Supplied text:
+ + +
Python has basic native structures, like lists, tuples and dictionaries.

## A.  **LISTS** 

Lists are the most flexible structure to save or contain data elements.

In [0]:
names=["Qing", "Françoise", "Raúl", "Bjork","Marie"]
ages=[32,33,28,30,29]
country=["China", "Senegal", "España", "Norway","Korea"]
education=["Bach", "Bach", "Master", "PhD","PhD"]

Above we have created some lists. Lists can contain any values. Lists support different operations:

* **Accessing**:

Keep in mind the positions in Python start in **0**.
+ + +
Stated goal A: In the Python lists text, at what number do positions start?
Stated goal B: Pick up the Python lists text after its final sentence and keep writing it.

[Part of a data file]
+ + +
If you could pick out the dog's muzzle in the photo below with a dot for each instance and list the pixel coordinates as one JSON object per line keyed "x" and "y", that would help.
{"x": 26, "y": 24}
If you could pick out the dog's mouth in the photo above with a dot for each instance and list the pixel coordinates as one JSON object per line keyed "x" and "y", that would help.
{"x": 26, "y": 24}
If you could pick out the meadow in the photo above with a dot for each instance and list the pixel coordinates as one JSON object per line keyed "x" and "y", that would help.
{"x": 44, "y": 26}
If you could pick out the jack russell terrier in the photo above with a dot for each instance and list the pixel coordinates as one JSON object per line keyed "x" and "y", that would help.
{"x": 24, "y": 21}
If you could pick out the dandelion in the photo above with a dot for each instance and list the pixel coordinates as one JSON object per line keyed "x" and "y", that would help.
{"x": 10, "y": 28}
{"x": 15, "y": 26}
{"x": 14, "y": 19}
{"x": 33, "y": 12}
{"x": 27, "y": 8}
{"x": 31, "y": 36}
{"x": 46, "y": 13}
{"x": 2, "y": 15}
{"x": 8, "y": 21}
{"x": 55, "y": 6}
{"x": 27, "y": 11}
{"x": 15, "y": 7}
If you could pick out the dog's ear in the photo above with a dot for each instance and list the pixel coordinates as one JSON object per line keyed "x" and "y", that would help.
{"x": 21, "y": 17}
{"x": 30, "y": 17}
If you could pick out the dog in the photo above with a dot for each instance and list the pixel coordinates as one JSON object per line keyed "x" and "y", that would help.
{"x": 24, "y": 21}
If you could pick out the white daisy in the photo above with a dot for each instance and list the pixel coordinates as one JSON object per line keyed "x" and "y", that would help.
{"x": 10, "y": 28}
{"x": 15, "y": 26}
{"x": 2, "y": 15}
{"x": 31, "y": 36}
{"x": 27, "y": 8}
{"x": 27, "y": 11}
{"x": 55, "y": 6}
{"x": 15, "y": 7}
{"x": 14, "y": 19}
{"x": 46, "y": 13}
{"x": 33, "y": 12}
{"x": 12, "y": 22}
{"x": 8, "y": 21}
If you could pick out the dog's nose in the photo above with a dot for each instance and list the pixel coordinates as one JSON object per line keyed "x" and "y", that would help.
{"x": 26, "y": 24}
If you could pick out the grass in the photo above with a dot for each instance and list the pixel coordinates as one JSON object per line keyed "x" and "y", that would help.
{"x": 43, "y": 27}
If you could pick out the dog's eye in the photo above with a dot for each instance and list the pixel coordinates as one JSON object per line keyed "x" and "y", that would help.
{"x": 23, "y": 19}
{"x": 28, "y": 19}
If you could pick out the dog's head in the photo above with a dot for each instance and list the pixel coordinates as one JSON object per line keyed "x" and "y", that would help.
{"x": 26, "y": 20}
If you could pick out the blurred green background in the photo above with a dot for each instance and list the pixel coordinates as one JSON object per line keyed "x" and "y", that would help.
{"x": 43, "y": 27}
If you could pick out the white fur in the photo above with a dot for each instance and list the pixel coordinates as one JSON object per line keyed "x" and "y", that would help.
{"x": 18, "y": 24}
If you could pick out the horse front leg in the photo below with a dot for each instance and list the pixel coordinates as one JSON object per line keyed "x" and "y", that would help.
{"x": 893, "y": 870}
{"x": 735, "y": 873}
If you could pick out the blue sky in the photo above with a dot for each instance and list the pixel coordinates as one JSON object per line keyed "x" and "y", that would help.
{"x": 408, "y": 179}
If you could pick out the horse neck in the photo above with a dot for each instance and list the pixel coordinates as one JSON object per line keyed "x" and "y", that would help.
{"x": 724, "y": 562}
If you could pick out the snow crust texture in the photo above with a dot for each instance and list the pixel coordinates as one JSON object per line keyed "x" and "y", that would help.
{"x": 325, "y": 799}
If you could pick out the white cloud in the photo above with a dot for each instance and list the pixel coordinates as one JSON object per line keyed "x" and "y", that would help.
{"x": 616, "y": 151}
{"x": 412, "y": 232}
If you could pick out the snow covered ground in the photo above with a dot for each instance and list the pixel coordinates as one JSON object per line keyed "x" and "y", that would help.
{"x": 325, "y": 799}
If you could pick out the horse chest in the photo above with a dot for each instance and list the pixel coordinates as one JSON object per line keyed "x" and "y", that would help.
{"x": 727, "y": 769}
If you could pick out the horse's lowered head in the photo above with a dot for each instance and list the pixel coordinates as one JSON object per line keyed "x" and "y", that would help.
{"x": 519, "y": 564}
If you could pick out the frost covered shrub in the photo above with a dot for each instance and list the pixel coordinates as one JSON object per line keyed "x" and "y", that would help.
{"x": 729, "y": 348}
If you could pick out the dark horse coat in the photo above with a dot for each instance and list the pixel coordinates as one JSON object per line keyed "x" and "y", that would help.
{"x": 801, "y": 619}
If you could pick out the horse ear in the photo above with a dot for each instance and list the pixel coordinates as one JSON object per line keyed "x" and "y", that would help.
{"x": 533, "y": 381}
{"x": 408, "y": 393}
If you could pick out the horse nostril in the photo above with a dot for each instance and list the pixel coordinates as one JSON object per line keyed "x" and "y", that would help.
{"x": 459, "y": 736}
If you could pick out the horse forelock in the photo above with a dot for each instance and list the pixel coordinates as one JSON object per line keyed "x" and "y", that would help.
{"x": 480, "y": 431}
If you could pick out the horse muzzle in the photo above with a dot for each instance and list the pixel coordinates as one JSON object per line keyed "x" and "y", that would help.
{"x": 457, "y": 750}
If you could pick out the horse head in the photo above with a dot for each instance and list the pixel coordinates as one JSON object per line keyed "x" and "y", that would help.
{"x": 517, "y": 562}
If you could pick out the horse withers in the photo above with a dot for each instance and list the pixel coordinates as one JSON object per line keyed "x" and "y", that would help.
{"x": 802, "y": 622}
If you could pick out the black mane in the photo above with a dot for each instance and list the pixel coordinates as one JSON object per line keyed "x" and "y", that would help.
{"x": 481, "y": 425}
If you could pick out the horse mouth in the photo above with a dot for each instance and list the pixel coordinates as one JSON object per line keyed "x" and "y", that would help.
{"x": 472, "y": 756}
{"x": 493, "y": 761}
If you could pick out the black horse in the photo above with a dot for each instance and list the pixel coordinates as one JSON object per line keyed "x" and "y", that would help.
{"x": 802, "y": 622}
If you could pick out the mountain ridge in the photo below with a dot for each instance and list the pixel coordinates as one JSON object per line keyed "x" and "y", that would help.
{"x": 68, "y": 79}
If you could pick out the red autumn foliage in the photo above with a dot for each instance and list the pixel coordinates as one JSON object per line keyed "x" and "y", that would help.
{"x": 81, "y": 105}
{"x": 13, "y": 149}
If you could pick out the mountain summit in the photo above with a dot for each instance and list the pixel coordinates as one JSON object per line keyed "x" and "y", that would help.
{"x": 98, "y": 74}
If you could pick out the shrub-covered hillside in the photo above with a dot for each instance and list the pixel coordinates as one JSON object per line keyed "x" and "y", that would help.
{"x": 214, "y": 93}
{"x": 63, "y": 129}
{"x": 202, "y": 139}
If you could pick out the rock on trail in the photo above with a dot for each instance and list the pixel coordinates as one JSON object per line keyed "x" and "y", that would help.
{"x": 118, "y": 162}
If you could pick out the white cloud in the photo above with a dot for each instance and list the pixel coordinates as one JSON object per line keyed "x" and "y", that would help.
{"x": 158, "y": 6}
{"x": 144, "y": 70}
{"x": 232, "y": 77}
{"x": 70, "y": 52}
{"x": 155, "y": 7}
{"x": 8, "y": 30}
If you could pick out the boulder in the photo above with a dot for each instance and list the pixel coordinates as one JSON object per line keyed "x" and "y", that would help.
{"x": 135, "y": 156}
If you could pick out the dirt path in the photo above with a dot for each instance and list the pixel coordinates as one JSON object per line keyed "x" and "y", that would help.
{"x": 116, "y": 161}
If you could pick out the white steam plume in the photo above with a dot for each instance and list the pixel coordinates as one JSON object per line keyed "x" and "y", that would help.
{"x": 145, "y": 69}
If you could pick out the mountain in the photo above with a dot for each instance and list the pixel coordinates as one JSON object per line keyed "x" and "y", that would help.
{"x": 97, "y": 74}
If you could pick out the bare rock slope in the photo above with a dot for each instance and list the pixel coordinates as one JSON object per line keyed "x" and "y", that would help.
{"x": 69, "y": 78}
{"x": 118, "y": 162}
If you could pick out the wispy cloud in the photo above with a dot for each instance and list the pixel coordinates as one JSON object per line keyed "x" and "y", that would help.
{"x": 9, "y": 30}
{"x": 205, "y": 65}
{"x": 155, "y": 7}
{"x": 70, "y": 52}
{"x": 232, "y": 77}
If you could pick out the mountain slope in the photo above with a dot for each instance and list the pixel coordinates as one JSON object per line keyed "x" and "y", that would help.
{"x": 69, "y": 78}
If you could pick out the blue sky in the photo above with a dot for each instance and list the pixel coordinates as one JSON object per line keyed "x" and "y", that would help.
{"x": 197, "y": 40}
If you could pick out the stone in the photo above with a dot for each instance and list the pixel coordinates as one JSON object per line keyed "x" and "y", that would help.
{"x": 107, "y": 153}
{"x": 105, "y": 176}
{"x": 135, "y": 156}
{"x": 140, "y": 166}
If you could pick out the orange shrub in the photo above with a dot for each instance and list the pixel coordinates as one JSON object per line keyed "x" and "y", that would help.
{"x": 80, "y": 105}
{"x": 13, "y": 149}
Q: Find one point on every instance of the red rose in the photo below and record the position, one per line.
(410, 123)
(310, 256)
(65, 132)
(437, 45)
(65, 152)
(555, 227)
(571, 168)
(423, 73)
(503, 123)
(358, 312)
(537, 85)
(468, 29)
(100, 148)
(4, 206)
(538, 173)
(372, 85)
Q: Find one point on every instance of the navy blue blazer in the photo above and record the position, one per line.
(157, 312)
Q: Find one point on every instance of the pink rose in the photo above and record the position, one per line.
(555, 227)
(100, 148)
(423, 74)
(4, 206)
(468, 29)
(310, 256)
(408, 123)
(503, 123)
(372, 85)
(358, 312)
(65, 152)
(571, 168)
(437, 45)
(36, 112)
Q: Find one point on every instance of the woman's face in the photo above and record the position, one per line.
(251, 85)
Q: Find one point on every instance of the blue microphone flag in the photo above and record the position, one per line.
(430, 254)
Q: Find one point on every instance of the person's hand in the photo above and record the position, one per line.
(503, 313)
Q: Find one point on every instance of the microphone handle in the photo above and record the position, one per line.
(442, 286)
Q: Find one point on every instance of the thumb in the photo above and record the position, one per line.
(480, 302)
+ + +
Exercise result A: 0

Exercise result B:
In [9]:
# one element
ages[-1]

29

In [10]:
# several, using slices:
ages[1::] #second to before last

[33, 28, 30, 29]

In [6]:
# several, using slices:
ages[:-2] #all but two last ones

[32, 33, 28]

In [11]:
# non consecutive
from operator import itemgetter
list(itemgetter(0,2,3)(ages))

[32, 28, 30]

In [17]:
# difficul to understand?
ages[0:4:2] + [ages[3]]

[32, 28, 30]

* **Modifying**:

In [18]:
# by position
country[2]="Spain"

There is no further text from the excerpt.